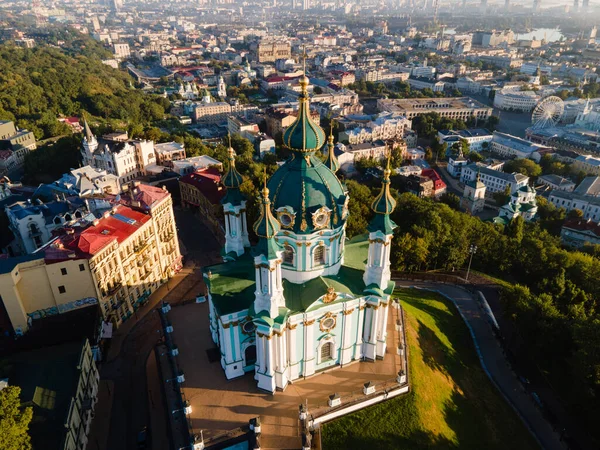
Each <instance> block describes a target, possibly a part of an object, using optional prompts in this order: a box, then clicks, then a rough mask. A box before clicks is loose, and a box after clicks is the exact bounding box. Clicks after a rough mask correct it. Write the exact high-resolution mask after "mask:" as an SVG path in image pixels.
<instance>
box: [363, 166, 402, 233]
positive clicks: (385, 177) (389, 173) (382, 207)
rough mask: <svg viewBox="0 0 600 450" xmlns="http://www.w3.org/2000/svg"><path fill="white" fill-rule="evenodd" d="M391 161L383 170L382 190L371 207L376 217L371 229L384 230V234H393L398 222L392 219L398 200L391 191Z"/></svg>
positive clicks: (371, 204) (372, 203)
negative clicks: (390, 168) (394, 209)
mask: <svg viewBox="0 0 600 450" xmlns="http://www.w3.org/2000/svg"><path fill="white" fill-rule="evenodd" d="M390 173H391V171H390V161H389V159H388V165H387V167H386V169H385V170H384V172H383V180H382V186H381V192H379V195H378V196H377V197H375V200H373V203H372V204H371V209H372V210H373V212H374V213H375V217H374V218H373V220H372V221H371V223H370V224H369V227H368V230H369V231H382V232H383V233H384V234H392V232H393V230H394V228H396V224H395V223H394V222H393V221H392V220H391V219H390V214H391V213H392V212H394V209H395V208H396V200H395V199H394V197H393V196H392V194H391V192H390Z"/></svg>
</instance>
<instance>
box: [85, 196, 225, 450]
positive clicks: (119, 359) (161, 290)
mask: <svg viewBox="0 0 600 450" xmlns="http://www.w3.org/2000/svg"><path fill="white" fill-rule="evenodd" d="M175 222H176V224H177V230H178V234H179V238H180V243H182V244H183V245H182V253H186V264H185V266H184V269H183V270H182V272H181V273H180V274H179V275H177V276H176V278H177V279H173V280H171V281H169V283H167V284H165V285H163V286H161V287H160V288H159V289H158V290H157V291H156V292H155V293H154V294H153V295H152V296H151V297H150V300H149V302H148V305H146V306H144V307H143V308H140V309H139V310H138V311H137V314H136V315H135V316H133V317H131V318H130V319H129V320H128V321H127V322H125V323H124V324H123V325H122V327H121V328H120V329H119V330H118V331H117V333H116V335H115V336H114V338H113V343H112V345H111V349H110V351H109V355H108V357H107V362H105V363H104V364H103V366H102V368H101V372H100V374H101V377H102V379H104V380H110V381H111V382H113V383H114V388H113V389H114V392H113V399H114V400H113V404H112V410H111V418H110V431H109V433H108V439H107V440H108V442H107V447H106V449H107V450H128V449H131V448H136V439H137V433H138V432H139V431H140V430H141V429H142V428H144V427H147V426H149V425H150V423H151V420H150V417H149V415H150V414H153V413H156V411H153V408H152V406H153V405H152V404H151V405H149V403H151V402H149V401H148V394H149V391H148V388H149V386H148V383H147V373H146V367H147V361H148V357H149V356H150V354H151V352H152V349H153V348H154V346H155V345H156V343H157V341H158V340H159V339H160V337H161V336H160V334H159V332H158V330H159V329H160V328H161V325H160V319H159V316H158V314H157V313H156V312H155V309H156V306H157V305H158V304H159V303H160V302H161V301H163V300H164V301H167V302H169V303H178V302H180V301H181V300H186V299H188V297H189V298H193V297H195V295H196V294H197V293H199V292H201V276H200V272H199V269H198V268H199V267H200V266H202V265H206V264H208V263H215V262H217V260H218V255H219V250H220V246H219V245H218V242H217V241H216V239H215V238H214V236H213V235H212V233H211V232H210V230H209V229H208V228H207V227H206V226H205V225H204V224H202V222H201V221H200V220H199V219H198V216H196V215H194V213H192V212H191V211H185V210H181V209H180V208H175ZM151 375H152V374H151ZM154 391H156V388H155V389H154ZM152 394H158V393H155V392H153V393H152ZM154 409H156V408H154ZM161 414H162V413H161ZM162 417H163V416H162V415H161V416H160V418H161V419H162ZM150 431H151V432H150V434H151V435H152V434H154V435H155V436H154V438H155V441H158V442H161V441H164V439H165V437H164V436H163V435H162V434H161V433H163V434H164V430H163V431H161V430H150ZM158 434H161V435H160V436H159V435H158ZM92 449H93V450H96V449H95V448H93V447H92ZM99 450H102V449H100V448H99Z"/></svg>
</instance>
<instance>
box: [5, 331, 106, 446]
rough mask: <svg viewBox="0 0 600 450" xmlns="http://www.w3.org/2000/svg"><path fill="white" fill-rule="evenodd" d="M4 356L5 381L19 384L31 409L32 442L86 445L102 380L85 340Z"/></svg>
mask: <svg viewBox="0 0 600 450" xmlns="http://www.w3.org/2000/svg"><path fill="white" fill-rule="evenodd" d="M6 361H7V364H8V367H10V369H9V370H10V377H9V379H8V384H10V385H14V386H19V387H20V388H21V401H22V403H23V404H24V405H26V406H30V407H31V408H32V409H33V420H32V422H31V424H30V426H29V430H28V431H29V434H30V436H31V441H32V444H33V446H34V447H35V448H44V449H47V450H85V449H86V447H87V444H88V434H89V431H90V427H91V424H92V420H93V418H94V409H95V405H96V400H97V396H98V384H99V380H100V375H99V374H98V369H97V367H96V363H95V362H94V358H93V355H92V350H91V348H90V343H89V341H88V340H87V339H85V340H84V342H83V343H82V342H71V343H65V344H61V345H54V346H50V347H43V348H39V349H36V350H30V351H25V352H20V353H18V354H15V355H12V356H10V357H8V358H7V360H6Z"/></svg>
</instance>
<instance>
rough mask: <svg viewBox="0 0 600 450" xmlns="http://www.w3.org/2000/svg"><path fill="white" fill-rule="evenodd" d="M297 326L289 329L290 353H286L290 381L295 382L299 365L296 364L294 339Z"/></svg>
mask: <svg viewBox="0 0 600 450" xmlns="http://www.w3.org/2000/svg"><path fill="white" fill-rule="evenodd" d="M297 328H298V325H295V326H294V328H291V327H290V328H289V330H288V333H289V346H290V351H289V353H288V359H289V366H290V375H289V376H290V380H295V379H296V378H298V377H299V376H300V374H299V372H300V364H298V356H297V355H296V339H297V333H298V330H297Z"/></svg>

•••••

■ **Work to be completed**:
Select each line of the records above that contains the word "positive", and copy those lines in full.

■ **Answer for the task**:
positive clicks: (385, 177) (389, 173) (382, 207)
positive clicks: (371, 204) (372, 203)
positive clicks: (119, 359) (161, 290)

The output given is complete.